#### Required work:
In the data below, find every line with the string "flower" and pull it out.

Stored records
•••
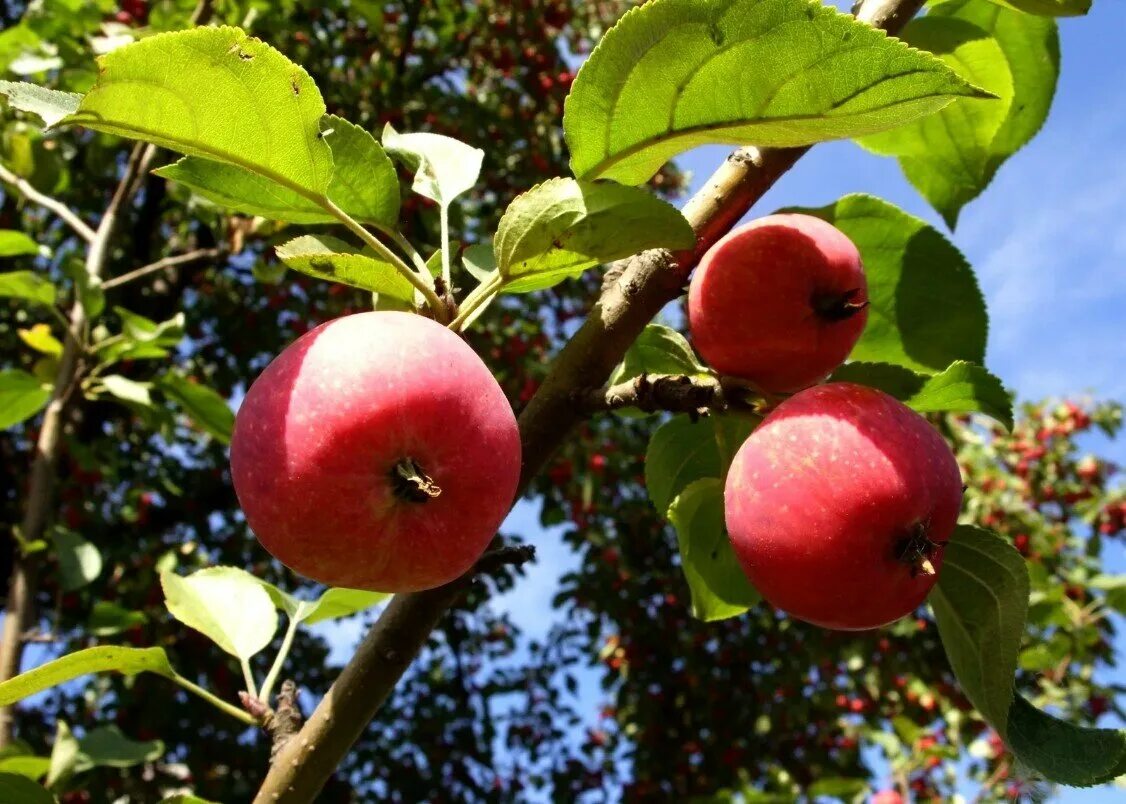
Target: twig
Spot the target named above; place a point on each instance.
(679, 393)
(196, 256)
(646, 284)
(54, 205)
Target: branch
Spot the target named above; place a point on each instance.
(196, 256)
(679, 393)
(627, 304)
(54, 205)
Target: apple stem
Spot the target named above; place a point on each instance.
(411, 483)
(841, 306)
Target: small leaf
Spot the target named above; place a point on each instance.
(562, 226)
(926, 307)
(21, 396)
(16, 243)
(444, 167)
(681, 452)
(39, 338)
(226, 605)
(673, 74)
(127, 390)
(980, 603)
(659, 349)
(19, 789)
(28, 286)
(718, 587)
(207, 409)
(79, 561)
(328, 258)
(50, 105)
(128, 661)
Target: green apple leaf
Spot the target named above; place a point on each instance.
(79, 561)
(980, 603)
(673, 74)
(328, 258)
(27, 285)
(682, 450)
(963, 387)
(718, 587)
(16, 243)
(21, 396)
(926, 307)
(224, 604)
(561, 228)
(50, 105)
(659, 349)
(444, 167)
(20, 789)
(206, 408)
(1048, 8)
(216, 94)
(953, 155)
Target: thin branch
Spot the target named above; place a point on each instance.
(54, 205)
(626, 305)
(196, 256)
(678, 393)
•••
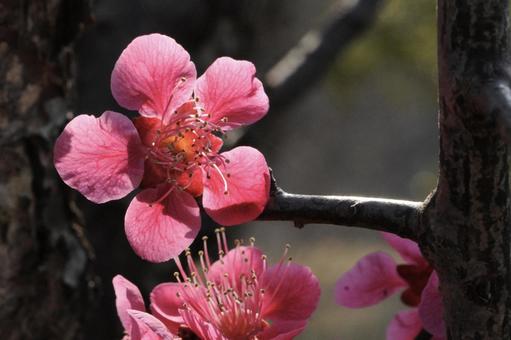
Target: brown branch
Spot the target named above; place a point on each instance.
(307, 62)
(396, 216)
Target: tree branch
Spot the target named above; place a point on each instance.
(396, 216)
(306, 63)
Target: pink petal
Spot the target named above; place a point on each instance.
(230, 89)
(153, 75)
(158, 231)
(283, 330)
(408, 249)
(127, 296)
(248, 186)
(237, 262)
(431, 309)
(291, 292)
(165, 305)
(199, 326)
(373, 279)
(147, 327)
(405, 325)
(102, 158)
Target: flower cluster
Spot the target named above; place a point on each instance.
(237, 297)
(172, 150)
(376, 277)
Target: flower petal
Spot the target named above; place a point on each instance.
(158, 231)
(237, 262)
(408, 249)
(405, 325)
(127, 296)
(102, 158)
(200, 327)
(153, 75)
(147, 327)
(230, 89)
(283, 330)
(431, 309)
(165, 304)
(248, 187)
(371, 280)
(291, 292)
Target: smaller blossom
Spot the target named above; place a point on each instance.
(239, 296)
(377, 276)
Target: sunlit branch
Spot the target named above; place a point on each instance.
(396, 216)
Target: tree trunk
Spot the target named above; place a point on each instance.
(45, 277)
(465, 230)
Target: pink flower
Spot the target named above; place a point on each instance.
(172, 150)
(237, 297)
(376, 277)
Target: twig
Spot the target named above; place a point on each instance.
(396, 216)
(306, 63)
•••
#### Result of this task:
Target: flower cluster
Target: flower petal
Target: pink flower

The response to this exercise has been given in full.